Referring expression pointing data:
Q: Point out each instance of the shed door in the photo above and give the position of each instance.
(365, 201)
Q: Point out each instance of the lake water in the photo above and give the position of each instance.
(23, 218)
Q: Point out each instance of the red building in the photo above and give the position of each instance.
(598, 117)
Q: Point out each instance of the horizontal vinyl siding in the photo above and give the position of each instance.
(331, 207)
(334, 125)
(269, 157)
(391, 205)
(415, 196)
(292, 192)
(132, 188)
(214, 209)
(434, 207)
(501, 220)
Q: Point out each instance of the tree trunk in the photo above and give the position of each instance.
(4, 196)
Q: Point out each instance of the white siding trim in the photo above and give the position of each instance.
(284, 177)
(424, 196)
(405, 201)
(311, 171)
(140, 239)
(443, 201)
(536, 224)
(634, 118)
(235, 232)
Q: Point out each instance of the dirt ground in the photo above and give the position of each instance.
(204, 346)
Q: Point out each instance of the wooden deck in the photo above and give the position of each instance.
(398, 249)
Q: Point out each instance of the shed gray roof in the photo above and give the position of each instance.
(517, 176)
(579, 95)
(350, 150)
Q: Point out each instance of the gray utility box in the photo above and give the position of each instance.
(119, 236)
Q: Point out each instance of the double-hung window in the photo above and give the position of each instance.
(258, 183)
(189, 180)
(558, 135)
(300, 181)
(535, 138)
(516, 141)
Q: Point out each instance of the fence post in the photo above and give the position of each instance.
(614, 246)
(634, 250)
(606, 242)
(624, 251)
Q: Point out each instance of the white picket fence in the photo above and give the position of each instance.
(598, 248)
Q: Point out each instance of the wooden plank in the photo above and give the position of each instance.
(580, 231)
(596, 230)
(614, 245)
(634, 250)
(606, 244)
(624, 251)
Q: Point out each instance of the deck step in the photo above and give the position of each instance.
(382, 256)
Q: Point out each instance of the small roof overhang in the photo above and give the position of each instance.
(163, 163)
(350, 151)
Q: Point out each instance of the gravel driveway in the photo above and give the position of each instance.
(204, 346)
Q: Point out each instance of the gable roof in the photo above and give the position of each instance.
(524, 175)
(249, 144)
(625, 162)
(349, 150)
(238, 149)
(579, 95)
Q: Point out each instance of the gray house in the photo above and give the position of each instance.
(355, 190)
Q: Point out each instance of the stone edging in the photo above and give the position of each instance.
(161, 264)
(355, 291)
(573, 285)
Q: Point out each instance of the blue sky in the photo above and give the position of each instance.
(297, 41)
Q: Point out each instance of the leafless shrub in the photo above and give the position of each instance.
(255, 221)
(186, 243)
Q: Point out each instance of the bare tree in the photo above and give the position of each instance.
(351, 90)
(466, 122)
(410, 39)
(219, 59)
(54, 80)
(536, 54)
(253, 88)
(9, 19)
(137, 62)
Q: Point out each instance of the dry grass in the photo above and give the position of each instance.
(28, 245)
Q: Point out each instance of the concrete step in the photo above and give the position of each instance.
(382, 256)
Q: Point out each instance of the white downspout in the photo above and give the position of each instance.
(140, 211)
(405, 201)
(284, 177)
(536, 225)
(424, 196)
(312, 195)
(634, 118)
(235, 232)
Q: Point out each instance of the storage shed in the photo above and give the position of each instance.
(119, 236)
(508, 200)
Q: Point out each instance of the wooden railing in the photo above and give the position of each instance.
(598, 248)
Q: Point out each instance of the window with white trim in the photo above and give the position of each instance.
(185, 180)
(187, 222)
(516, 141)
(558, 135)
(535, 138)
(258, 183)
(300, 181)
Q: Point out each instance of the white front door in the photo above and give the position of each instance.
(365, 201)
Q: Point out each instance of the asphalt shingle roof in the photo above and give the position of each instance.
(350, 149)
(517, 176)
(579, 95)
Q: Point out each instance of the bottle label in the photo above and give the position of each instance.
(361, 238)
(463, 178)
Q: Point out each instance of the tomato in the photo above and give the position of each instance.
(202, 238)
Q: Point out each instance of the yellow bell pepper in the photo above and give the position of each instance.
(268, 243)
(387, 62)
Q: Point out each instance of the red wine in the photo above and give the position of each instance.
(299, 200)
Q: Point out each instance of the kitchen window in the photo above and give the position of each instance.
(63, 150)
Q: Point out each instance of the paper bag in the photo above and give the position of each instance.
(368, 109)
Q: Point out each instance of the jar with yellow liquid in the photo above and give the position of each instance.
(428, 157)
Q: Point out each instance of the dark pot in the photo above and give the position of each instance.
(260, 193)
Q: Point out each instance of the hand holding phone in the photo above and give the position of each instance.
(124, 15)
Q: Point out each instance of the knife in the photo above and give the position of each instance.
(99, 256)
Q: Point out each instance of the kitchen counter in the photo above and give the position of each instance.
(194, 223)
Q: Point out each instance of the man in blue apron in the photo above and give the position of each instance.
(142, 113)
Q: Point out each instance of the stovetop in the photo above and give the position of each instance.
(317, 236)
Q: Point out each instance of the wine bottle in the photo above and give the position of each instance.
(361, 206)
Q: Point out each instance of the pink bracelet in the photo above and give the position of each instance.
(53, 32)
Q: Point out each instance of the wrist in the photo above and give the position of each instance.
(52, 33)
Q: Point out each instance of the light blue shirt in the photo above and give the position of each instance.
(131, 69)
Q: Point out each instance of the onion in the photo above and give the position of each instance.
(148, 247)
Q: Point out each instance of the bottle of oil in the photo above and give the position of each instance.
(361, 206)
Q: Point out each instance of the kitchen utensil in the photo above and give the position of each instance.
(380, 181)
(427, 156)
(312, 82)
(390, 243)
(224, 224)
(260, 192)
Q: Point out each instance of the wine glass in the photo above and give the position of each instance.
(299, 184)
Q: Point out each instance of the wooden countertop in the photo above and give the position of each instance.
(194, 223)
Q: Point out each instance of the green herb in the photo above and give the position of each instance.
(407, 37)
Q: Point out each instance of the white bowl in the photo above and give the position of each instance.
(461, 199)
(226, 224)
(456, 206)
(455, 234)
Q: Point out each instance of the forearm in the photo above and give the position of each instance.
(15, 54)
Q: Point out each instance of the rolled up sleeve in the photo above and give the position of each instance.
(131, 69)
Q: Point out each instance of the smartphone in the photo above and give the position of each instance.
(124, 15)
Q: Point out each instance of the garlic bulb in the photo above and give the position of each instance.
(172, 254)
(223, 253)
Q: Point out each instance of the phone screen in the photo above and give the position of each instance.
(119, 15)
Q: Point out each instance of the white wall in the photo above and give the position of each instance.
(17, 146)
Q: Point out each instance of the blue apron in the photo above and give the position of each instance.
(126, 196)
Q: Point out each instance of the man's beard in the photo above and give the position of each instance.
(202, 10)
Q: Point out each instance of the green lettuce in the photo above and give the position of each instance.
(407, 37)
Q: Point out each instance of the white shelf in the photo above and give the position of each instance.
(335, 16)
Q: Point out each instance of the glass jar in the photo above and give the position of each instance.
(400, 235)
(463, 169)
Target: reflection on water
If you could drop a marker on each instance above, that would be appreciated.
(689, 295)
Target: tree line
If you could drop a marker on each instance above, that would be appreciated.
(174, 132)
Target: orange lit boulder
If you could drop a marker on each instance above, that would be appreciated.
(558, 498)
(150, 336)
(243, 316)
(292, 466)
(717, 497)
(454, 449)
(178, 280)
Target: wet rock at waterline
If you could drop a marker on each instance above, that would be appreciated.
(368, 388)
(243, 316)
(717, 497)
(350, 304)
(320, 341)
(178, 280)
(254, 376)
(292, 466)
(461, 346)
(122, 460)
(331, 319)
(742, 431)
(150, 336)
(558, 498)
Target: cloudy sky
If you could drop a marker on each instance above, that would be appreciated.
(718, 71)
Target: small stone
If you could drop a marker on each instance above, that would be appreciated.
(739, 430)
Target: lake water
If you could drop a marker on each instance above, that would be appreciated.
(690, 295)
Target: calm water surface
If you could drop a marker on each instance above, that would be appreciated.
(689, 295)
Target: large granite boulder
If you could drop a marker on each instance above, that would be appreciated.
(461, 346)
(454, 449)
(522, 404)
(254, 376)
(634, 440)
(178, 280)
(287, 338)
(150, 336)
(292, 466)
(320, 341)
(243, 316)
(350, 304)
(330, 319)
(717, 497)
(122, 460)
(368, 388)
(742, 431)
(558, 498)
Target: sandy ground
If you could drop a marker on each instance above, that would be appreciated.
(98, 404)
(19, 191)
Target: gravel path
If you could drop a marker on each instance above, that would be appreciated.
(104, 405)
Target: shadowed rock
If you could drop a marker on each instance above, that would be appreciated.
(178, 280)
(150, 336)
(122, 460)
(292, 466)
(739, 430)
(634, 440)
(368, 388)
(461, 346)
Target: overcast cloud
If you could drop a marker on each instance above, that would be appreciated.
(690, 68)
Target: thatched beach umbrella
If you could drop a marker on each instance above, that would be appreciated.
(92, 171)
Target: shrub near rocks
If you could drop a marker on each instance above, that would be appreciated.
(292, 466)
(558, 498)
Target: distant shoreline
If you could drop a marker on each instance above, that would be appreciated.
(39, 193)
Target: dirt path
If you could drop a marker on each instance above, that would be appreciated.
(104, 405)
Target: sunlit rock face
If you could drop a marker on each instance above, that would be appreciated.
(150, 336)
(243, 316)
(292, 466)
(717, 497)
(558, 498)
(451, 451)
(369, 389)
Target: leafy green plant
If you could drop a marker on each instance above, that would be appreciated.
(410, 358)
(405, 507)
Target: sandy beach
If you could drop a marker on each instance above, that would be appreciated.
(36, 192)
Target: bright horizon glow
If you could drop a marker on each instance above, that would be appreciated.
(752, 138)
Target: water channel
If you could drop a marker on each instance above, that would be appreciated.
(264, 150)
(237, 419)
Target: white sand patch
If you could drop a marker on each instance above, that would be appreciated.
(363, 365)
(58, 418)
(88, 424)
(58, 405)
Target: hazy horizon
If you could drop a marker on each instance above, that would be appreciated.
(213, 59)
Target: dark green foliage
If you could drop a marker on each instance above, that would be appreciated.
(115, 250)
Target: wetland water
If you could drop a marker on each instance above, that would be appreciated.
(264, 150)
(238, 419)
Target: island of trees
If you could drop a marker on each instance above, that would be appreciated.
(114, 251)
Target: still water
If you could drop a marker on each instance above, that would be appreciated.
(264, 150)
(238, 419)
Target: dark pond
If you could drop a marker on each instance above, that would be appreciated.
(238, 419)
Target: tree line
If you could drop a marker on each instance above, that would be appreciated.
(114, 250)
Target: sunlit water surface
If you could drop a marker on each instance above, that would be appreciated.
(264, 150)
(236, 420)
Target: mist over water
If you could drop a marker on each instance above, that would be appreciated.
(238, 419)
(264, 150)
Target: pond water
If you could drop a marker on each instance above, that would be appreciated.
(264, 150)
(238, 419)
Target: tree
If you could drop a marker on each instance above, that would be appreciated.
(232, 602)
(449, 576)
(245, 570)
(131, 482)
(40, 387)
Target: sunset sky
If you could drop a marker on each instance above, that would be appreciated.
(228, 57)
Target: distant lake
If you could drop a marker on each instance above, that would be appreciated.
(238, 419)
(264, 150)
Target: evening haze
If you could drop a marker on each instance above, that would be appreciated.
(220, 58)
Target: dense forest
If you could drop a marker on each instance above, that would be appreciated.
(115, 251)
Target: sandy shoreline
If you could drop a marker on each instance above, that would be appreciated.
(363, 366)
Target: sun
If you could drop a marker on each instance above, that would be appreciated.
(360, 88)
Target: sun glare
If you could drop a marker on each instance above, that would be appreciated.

Instructions to follow
Above are the lines; repeat exactly the ones from the line containing "Target: sandy beach" down to the line containing "Target: white sand patch", both inclusive.

Response to this exercise
Target: sandy beach
If you could drop a marker on each instance above, that would be appreciated.
(36, 192)
Target: bright horizon glow
If you could drop a marker on each instance above, that would be appreciated.
(752, 138)
Target: water channel
If you could drop a marker on each instance above, that would be appreciated.
(264, 150)
(237, 419)
Target: white sand patch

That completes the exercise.